[Collected data]
——————

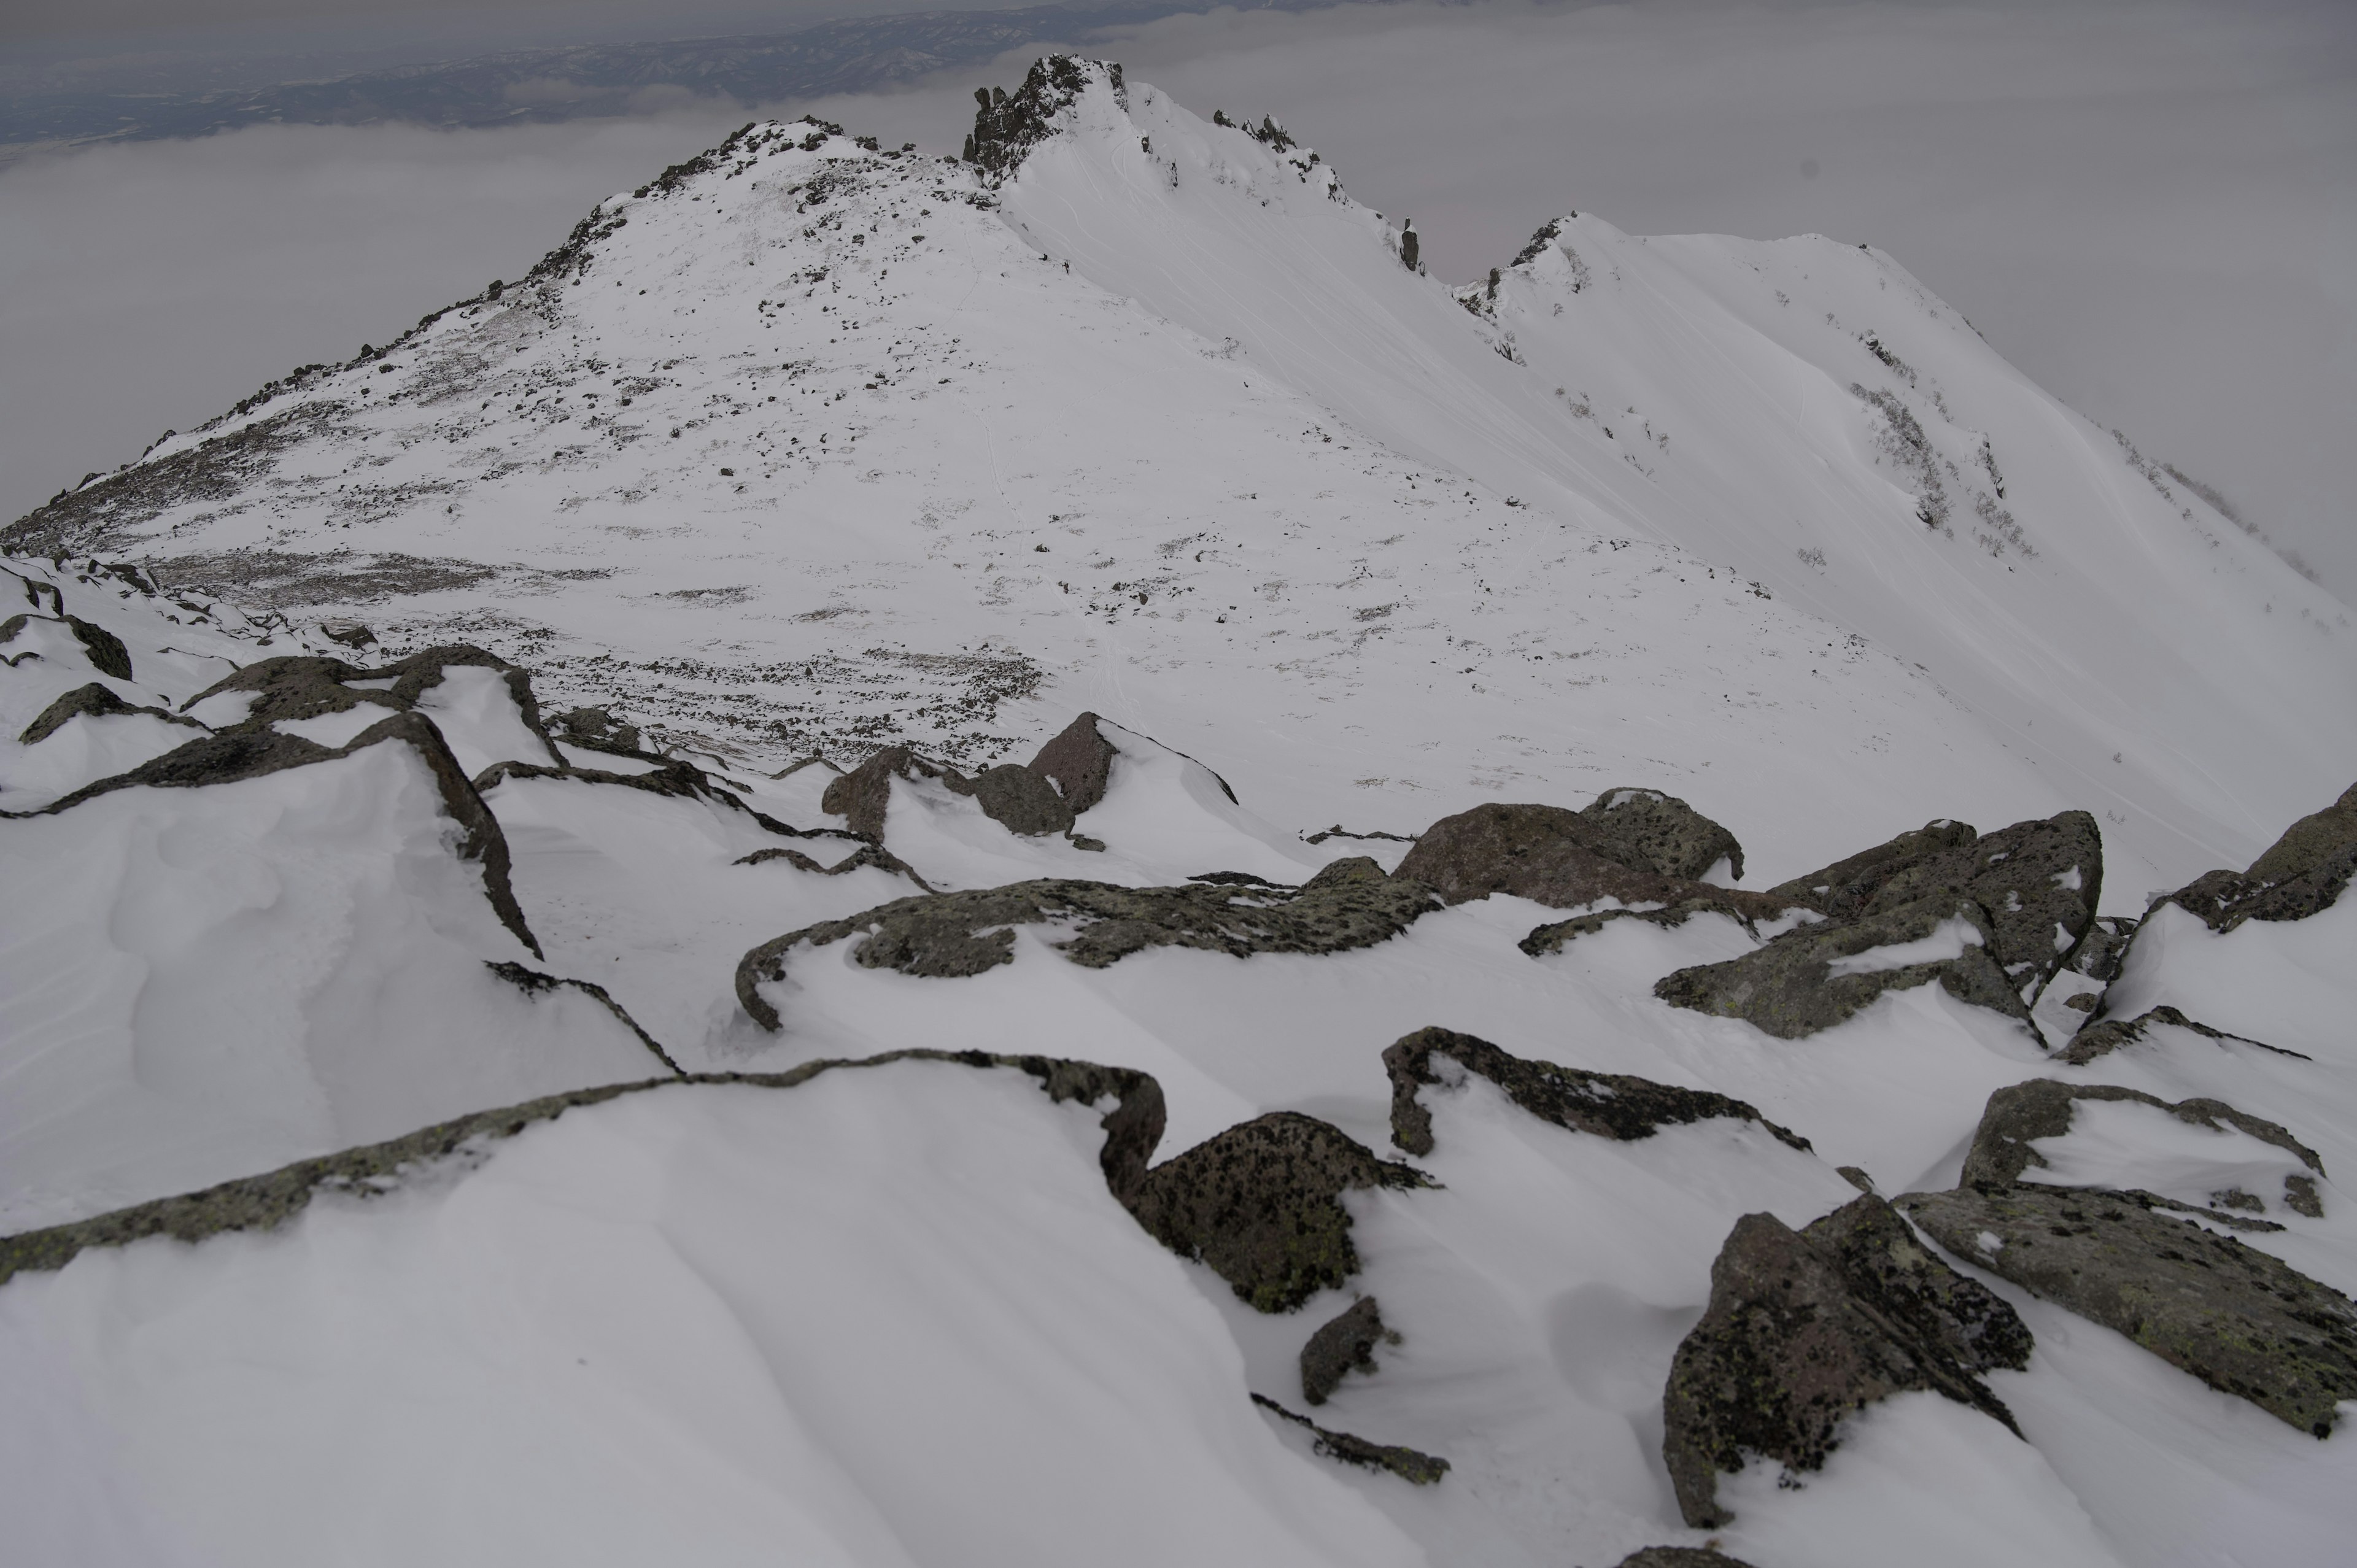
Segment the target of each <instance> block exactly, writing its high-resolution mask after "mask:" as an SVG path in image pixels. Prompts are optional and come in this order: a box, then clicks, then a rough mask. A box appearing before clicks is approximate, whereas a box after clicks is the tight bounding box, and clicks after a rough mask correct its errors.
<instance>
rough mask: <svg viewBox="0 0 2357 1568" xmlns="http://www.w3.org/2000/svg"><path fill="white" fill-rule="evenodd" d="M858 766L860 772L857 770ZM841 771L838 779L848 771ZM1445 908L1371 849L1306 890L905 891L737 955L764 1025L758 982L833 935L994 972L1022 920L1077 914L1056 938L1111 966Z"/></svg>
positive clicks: (1044, 884)
mask: <svg viewBox="0 0 2357 1568" xmlns="http://www.w3.org/2000/svg"><path fill="white" fill-rule="evenodd" d="M846 778H849V773H846ZM837 783H839V780H837ZM1433 908H1438V901H1435V898H1433V894H1431V889H1426V887H1421V884H1419V882H1405V879H1398V877H1386V875H1384V870H1381V868H1379V865H1376V863H1374V861H1369V858H1365V856H1351V858H1346V861H1334V863H1332V865H1327V868H1325V870H1320V872H1318V875H1315V877H1310V879H1308V882H1306V884H1303V887H1301V889H1296V891H1277V889H1259V887H1219V884H1190V887H1115V884H1108V882H1077V879H1061V877H1049V879H1039V882H1011V884H1006V887H990V889H971V891H957V894H929V896H922V898H900V901H896V903H886V905H879V908H872V910H865V913H860V915H853V917H849V920H827V922H820V924H816V927H804V929H799V931H790V934H785V936H778V938H773V941H766V943H761V946H759V948H754V950H752V953H747V955H745V957H742V960H740V962H738V981H735V986H738V1000H740V1002H742V1004H745V1012H747V1014H752V1019H754V1021H757V1023H761V1028H771V1030H773V1028H778V1014H775V1009H773V1007H771V1004H768V1002H766V1000H761V993H759V986H761V983H764V981H778V979H783V976H785V955H787V950H792V948H794V946H799V943H811V946H827V943H834V941H844V938H849V936H865V941H863V943H860V946H858V948H856V950H853V962H858V964H860V967H865V969H898V971H900V974H919V976H943V979H948V976H969V974H983V971H985V969H992V967H997V964H1004V962H1009V960H1011V957H1014V943H1016V934H1014V927H1018V924H1037V922H1047V920H1075V922H1077V929H1075V931H1072V936H1068V938H1065V941H1058V943H1056V948H1058V950H1061V953H1063V955H1065V957H1070V960H1072V962H1075V964H1084V967H1089V969H1103V967H1105V964H1113V962H1117V960H1122V957H1127V955H1131V953H1141V950H1143V948H1160V946H1178V948H1209V950H1214V953H1233V955H1235V957H1249V955H1252V953H1343V950H1348V948H1372V946H1374V943H1379V941H1388V938H1393V936H1398V934H1400V931H1405V929H1407V927H1409V924H1414V920H1417V917H1419V915H1424V913H1428V910H1433Z"/></svg>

——————

[WHAT YOU SHOULD DO] Put every one of the lines above into a Markdown table with two columns, Row for the row number and Line for the line itself, skipping any blank lines. Leave the pictures out of the table.

[EXPECTED ANSWER]
| Row | Line |
|---|---|
| 1 | Segment the target of each <instance> block exactly, writing its high-resolution mask after "mask:" as an SVG path in image pixels. Prompts are optional and come in this order: a box, then clicks, then a rough mask. A box appearing before clicks is approximate, whereas a box after clicks is the tight bounding box, and clicks after a rough mask correct its errors. |
| 2 | <instance> |
| 3 | rough mask: <svg viewBox="0 0 2357 1568" xmlns="http://www.w3.org/2000/svg"><path fill="white" fill-rule="evenodd" d="M858 766L860 772L857 770ZM841 771L838 779L848 771ZM1445 908L1371 849L1306 890L905 891L737 955L764 1025L758 982L833 935L994 972L1022 920L1077 914L1056 938L1111 966Z"/></svg> |
| 4 | positive clicks: (1044, 884) |
| 5 | mask: <svg viewBox="0 0 2357 1568" xmlns="http://www.w3.org/2000/svg"><path fill="white" fill-rule="evenodd" d="M846 778H849V773H846ZM837 783H839V780H837ZM1433 908H1438V901H1435V898H1433V894H1431V889H1426V887H1421V884H1419V882H1405V879H1398V877H1386V875H1384V870H1381V868H1379V865H1376V863H1374V861H1369V858H1365V856H1351V858H1346V861H1334V863H1332V865H1327V868H1325V870H1320V872H1318V875H1315V877H1310V879H1308V882H1306V884H1303V887H1301V889H1296V891H1277V889H1259V887H1219V884H1190V887H1115V884H1108V882H1077V879H1061V877H1049V879H1039V882H1011V884H1006V887H990V889H971V891H957V894H929V896H922V898H900V901H896V903H886V905H879V908H872V910H865V913H860V915H853V917H849V920H827V922H820V924H816V927H804V929H799V931H790V934H785V936H778V938H773V941H766V943H761V946H759V948H754V950H752V953H747V955H745V957H742V960H740V962H738V981H735V986H738V1000H740V1002H742V1004H745V1012H747V1014H752V1019H754V1021H757V1023H761V1028H771V1030H773V1028H778V1014H775V1009H773V1007H771V1004H768V1002H766V1000H761V993H759V986H761V983H764V981H778V979H783V976H785V955H787V950H792V948H794V946H799V943H811V946H827V943H834V941H844V938H849V936H865V941H863V943H860V946H858V948H856V950H853V962H858V964H860V967H865V969H898V971H900V974H919V976H943V979H948V976H969V974H983V971H985V969H992V967H997V964H1004V962H1009V960H1011V957H1014V943H1016V934H1014V927H1018V924H1037V922H1047V920H1075V922H1077V929H1075V931H1072V936H1068V938H1065V941H1058V943H1056V948H1058V950H1061V953H1063V955H1065V957H1070V960H1072V962H1075V964H1084V967H1089V969H1103V967H1105V964H1113V962H1117V960H1122V957H1127V955H1131V953H1141V950H1143V948H1160V946H1178V948H1209V950H1214V953H1233V955H1235V957H1249V955H1252V953H1343V950H1348V948H1372V946H1374V943H1379V941H1388V938H1393V936H1398V934H1400V931H1405V929H1407V927H1409V924H1414V920H1417V917H1419V915H1424V913H1428V910H1433Z"/></svg> |